▸ Task description: In the wine post, what rating does the writer give the Medici Pinot?

▸ Page extract:
──────────

Saturday, November 12, 2011

'06 MEDICI, Oregon, Pinot Noir & Pan-Seared Beef Fillet

unWine'd with a pour...

I was introduced to this Pinot by my good friend Mr. PR Snipes of the Murfreesboro Snipes.  I'm a huge fan of Russian River Valley Pinots from CA but after drinking the Medici "I am now a fan!"  You cannot find this wine in my area (Middle TN) but since Mr. Snipes was recently in the Willamette Valley area, I am now the proud owner of 6 (now 5) bottles of the '04 & '06 Medici Pinot.  I will drink it slowly and purposefully.
As for my personal tasting notes, I get red fruit on the nose, bing cherry to me, but not too fruit forward.  It's nicely balanced and not tannic.  The mid-palate seems to have a hint of vanilla and a slight touch of spiciness.  And, the wine has a nice lingering finish - quite quaffable.  I give it a rating of opulent.  <$30 / bottle.

──────────

▸ Data extract:
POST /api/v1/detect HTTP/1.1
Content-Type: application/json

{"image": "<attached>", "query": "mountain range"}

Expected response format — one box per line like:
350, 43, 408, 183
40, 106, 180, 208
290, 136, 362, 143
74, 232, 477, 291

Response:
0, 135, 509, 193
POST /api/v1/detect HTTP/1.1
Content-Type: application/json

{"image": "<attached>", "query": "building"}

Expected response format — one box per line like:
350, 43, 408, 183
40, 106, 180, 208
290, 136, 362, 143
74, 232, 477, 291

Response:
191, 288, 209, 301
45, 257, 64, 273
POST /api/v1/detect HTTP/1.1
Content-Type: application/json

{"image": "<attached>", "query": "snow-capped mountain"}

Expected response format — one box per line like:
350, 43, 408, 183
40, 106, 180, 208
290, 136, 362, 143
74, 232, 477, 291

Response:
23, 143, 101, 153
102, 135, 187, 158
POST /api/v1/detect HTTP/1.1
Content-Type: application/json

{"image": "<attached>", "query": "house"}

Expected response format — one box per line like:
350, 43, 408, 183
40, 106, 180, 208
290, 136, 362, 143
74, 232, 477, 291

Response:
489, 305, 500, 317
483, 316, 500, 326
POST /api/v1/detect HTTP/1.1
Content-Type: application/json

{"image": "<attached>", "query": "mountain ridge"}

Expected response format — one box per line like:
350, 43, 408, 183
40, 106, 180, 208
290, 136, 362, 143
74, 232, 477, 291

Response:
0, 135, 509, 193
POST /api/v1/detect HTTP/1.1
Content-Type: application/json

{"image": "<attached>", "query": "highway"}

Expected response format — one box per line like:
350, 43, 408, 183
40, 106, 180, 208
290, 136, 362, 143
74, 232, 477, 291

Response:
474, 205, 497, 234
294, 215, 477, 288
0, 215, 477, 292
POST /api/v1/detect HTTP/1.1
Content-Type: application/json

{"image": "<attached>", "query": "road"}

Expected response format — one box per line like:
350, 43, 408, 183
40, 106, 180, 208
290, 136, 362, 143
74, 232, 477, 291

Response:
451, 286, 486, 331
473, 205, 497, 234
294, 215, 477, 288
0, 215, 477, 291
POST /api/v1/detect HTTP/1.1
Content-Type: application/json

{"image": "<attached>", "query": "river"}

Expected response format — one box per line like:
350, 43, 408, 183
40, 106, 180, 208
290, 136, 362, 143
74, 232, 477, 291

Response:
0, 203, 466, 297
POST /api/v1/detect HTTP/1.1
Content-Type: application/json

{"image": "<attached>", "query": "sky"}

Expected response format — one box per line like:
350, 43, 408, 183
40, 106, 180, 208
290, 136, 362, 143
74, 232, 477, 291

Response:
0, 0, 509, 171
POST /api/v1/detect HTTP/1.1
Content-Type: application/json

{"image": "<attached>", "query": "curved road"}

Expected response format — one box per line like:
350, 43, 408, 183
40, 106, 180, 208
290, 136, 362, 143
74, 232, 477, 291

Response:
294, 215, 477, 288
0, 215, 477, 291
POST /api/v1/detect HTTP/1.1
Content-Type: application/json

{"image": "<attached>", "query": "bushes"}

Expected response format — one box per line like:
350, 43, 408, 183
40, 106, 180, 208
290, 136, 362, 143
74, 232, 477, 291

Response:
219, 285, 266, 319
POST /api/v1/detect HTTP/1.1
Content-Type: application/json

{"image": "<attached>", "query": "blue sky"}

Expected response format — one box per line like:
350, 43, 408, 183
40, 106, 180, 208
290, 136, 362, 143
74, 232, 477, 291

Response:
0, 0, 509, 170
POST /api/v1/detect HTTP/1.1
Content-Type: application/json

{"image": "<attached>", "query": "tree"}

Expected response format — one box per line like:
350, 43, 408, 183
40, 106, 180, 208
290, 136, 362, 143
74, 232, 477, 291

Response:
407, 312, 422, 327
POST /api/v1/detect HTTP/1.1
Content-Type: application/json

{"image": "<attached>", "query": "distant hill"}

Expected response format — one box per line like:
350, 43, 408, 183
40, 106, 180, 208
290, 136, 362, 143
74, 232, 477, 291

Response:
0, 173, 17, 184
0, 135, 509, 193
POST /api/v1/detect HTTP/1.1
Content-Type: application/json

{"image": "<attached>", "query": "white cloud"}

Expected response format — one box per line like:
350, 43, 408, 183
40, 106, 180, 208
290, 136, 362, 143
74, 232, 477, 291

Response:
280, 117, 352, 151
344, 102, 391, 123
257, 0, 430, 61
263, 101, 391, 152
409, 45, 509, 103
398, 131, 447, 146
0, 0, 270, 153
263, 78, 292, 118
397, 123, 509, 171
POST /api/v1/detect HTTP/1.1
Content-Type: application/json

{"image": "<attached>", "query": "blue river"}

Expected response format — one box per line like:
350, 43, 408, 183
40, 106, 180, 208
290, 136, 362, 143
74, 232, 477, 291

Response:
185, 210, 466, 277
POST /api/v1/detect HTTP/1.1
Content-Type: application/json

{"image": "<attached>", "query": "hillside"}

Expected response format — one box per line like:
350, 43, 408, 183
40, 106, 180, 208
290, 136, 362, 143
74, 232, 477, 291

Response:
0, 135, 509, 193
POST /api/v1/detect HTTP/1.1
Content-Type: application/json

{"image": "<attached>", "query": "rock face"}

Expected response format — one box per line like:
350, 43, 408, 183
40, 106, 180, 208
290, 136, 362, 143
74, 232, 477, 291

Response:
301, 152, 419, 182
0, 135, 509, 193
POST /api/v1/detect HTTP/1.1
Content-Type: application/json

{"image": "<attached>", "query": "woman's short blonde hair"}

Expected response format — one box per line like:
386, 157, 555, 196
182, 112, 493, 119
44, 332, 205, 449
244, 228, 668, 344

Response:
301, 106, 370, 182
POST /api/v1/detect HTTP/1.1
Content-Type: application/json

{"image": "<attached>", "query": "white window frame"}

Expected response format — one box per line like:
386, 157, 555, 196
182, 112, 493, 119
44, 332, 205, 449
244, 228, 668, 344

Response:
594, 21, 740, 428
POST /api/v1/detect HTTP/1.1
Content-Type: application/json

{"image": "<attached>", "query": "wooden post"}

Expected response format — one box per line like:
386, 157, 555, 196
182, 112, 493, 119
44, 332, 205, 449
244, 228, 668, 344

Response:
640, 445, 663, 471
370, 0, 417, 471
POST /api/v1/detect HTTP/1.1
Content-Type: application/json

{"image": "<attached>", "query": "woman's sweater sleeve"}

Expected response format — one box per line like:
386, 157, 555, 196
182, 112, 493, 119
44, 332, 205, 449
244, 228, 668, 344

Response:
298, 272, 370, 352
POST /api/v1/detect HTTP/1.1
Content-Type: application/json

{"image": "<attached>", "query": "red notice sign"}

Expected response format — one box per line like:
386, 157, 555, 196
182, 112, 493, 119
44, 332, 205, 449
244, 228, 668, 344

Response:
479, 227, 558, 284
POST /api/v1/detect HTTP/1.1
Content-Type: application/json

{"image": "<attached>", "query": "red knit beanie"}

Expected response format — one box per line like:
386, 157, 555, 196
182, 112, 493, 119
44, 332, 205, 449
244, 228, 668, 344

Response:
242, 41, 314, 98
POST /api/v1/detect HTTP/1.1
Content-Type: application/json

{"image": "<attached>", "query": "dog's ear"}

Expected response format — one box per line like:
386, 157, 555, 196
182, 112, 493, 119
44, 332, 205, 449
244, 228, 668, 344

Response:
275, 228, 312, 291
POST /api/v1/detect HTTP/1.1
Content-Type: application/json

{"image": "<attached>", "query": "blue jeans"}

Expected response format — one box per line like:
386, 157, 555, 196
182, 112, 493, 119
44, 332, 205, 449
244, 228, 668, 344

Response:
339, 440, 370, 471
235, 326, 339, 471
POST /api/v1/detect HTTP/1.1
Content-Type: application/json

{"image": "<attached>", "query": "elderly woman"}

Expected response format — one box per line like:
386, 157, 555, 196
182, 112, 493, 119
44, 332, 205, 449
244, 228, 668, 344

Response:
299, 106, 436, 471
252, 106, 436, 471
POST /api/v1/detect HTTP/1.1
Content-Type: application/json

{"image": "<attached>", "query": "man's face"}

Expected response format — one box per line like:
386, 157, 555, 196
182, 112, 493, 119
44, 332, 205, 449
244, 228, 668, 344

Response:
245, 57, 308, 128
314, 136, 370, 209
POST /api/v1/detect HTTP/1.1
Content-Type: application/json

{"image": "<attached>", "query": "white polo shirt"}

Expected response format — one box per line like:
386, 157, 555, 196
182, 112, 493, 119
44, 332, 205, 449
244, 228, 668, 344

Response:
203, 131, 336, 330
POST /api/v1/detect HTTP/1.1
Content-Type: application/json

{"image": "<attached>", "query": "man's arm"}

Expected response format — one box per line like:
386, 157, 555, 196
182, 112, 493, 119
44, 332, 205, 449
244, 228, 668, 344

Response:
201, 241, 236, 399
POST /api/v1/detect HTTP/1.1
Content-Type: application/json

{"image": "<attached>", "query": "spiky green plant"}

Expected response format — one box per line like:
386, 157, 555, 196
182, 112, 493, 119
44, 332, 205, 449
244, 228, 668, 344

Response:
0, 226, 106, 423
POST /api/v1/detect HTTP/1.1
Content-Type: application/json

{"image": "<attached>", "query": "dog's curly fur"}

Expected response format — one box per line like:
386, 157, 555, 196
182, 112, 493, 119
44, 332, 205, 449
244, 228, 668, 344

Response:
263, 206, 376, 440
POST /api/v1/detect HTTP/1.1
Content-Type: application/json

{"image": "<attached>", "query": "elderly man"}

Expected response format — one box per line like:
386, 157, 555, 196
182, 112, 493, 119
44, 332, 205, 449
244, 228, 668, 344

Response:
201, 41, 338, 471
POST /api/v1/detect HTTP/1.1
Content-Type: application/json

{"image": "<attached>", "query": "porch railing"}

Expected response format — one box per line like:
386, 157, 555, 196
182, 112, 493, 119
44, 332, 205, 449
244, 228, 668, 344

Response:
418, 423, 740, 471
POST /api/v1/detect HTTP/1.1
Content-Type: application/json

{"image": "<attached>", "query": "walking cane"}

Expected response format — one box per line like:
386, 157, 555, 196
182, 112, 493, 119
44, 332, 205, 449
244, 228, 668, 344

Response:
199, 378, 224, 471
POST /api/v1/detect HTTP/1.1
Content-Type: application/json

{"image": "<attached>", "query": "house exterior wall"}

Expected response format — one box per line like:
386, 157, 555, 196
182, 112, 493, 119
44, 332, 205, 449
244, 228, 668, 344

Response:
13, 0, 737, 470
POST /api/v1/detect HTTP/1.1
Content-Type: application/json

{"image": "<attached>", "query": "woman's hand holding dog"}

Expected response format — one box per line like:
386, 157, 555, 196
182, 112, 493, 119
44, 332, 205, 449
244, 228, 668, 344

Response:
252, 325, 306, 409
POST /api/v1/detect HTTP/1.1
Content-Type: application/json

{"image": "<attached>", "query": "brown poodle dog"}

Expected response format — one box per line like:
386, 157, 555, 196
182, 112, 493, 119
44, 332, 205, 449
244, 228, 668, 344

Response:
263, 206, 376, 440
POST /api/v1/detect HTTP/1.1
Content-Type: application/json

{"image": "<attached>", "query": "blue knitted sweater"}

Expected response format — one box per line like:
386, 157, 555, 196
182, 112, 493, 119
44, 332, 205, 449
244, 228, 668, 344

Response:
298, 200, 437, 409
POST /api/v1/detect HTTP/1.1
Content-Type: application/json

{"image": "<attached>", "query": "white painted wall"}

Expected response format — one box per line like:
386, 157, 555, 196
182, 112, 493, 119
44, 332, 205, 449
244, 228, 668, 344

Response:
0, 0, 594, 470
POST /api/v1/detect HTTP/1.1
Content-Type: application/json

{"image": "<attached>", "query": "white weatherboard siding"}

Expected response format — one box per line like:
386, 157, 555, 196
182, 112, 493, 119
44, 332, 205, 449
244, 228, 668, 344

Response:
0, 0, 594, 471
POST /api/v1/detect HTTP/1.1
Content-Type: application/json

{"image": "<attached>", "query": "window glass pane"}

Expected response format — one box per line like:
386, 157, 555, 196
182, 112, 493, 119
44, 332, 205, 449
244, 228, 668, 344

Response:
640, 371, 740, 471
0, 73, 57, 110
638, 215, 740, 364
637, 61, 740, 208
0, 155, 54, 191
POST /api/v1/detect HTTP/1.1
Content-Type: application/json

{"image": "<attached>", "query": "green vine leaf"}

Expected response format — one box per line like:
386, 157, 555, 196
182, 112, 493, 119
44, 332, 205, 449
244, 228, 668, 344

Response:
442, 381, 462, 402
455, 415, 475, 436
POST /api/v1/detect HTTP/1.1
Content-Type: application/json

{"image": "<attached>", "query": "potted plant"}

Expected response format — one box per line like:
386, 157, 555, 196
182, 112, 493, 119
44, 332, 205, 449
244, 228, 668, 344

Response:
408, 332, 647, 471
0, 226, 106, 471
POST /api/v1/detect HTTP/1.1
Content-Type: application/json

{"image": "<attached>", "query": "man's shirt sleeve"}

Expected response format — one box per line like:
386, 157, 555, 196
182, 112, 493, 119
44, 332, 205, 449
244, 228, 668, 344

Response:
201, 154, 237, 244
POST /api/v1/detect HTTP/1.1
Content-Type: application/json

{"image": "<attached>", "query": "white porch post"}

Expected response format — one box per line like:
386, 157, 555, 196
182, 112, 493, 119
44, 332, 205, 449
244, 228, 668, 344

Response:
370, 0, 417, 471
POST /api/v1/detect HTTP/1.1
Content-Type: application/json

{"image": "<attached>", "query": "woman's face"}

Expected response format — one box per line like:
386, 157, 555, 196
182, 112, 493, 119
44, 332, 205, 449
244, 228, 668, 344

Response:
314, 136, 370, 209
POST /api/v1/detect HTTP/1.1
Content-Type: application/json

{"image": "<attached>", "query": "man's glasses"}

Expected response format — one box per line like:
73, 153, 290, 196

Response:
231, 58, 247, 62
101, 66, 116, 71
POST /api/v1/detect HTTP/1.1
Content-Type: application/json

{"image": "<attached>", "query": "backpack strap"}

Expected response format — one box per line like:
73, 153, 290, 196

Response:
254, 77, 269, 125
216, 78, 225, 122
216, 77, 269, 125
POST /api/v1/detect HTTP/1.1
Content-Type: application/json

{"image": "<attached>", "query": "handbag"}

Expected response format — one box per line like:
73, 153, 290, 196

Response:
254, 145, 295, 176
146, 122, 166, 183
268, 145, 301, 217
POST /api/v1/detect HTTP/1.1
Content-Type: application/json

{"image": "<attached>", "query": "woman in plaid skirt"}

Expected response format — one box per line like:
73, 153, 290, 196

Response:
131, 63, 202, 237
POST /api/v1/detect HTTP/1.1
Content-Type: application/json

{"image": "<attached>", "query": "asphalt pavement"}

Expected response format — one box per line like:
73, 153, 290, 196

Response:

──────────

▸ Answer to the problem: Opulent.